** Excerpt provided **
================================

James has been condemning those who pay special attention to the rich 
man who enters the Church. "But," they might answer, "the law tells me 
to love my neighbour as myself. Therefore we are under duty to welcome 
the man when he comes to Church." "Very well," answers James, "If you 
are really welcoming the man because you love him as you do yourself, 
and you wish to give him the welcome you yourself would wish to receive,
 that is fine. But, if you are giving him this special welcome because 
he is a rich man, that is respect of persons and that is wrong--and so 
far from keeping the law, you are in fact breaking it. You don't love 
your neighbour, or you would not neglect the poor man. What you love is 
wealth--and that is not what the law commands." 
     James calls the great injunction to love our neighbour as 
ourselves the royal law. There can be various meanings of the phrase. It
 may mean the law which is of supreme excellence; it may mean the law 
which is given by the King of the kings; it may mean the king of all 
laws; it may mean the law that makes men kings and is fit for kings. To 
keep that greatest law is to become king of oneself and a king among 
men. It is a law fit for those who are royal, and able to make men 
royal. 
     James goes on to lay down a great principle about the law of 
God. To break any part of it is to become a transgressor. The Jew was 
very apt to regard the law as a series of detached injunctions. To keep 
one was to gain credit; to break one was to incur debt. A man could add 
up the ones he kept and subtract the ones he broke and so emerge with a 
credit or a debit balance. There was a Rabbinic saying, "Whoever fulfils
 only one law, good is appointed to him; his days are prolonged and he 
will inherit the land." Again many of the Rabbis held that "the Sabbath 
weighs against all precepts," and to keep it was to keep the law. 
     As James saw it, the whole law was the will of God; to break any
 part of it was to infringe that will and therefore to be guilty of sin.
 That is perfectly true. To break any part of the law is to become a 
transgressor in principle. Even under human justice a man becomes a 
criminal when he has broken one law. So James argues: "No matter how 
good you may be in other directions, if you treat people with respect of
 persons, you have acted against the will of God and you are a 
transgressor." 
     There is a great truth here which is both relevant and 
practical. We may put it much more simply. A man may be in nearly all 
respects a good man; and yet he may spoil himself by one fault. He may 
be moral in his action, pure in his speech, meticulous in his devotion. 
But he may be hard and self-righteous; rigid and unsympathetic; and, if 
so, his goodness is spoiled. 
     We do well to remember that, though we may claim to have done 
many a good thing and to have resisted many an evil thing, there may be 
something in us by which everything is spoiled.

================================

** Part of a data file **
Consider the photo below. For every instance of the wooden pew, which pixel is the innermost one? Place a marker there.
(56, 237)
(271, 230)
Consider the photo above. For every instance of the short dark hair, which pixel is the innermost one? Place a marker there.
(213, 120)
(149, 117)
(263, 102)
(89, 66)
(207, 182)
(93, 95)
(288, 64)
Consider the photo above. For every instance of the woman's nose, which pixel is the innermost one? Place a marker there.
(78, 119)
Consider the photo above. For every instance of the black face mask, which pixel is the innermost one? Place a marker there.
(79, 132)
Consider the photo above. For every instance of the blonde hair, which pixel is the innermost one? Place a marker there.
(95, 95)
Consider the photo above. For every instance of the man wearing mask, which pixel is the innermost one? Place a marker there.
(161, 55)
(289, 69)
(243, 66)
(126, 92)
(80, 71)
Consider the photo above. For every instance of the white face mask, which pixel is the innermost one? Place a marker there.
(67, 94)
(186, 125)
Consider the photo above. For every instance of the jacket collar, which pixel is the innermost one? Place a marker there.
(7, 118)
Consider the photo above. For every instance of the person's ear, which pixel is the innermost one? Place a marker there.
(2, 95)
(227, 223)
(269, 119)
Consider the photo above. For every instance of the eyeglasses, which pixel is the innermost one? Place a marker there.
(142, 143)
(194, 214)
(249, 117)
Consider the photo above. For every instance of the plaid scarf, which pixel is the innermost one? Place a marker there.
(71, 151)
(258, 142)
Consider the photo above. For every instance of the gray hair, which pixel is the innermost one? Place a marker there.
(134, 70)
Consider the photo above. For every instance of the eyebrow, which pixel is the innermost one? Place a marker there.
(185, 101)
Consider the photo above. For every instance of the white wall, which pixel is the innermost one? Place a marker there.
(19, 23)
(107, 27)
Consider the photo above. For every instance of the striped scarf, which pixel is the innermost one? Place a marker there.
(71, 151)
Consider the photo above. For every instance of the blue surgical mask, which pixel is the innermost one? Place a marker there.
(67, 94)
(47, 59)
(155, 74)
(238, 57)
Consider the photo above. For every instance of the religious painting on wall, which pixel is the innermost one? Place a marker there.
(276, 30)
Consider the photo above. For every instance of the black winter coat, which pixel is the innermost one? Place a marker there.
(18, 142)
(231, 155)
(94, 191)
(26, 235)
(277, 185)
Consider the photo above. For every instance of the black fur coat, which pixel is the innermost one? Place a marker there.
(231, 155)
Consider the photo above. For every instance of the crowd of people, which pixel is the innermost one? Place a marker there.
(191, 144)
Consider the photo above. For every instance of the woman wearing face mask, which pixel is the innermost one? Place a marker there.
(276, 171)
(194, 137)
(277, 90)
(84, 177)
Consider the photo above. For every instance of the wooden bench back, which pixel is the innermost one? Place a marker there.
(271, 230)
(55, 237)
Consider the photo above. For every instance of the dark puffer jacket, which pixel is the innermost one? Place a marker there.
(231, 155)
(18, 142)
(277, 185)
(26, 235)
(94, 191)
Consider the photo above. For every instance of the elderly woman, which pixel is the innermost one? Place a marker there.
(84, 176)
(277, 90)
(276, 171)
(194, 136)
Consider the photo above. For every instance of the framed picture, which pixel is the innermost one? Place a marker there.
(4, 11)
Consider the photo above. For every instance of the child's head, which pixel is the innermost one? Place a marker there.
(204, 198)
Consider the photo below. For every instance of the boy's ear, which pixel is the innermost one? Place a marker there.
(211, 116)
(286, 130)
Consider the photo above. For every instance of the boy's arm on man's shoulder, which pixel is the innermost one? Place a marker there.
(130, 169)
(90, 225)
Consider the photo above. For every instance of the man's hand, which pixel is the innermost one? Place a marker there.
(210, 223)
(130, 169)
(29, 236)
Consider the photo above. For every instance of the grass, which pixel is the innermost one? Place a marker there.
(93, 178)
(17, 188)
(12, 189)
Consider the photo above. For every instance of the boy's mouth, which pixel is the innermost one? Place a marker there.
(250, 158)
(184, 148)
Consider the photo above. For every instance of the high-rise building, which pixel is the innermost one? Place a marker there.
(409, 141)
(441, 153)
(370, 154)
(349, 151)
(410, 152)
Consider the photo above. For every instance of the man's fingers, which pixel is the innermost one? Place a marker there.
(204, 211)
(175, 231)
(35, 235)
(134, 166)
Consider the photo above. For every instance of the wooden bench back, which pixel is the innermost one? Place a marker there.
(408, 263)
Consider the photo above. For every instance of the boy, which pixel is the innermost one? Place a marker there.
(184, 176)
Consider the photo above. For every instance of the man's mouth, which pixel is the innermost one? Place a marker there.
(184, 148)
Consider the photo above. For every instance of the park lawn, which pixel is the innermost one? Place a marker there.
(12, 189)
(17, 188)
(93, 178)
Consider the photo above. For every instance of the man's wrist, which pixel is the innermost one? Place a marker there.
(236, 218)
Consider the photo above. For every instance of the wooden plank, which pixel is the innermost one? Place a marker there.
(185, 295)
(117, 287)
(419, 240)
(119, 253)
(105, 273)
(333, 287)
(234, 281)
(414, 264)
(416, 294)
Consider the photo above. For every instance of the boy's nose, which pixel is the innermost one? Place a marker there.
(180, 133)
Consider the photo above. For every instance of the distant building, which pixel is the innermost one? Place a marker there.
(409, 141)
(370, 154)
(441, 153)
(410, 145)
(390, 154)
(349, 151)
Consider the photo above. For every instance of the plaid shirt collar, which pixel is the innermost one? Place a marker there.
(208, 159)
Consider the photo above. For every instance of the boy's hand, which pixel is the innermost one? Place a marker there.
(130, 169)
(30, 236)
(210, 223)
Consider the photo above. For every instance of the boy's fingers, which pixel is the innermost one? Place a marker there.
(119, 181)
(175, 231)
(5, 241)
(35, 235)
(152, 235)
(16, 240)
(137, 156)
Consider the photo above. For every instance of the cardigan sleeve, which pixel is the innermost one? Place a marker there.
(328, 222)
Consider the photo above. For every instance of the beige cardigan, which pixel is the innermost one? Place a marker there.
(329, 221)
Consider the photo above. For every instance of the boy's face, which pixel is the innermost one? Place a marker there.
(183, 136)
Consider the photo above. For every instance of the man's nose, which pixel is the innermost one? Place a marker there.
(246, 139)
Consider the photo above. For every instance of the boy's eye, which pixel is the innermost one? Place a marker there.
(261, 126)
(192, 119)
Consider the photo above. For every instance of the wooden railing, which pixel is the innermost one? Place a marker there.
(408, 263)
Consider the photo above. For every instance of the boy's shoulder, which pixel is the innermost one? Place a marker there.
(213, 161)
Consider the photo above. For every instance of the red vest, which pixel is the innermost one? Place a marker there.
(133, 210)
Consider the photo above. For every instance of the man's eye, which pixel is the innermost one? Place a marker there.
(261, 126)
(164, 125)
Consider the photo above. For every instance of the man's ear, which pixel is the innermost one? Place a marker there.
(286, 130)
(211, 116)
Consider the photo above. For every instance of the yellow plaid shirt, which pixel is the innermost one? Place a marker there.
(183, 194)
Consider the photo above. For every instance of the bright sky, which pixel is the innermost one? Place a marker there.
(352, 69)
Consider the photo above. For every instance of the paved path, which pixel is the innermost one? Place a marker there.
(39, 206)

================================

** To do **
**1.** List every meaning that the passage on James and the royal law gives for the phrase "the royal law."
**2.** Write out the part of the passage on James and the royal law starting at "There is a great" and ending at "goodness is spoiled.".
**3.** Decide whether each statement agrees with the passage on James and the royal law, and support each yes or no with the passage's own words:
(a) Many of the Rabbis held that keeping the Sabbath amounted to keeping the law.
(b) The Jew tended to regard the law as one indivisible whole.
(c) James says that welcoming the rich man out of real love for him is wrong.

** Results **
**1.**
- The law which is of supreme excellence
- The law which is given by the King of the kings
- The king of all laws
- The law that makes men kings and is fit for kings

**2.**
There is a great truth here which is both relevant and 
practical. We may put it much more simply. A man may be in nearly all 
respects a good man; and yet he may spoil himself by one fault. He may 
be moral in his action, pure in his speech, meticulous in his devotion. 
But he may be hard and self-righteous; rigid and unsympathetic; and, if 
so, his goodness is spoiled.

**3.**
(a) Yes: "many of the Rabbis held that "the Sabbath weighs against all precepts," and to keep it was to keep the law."
(b) No: "The Jew was very apt to regard the law as a series of detached injunctions."
(c) No: "If you are really welcoming the man because you love him as you do yourself, and you wish to give him the welcome you yourself would wish to receive, that is fine."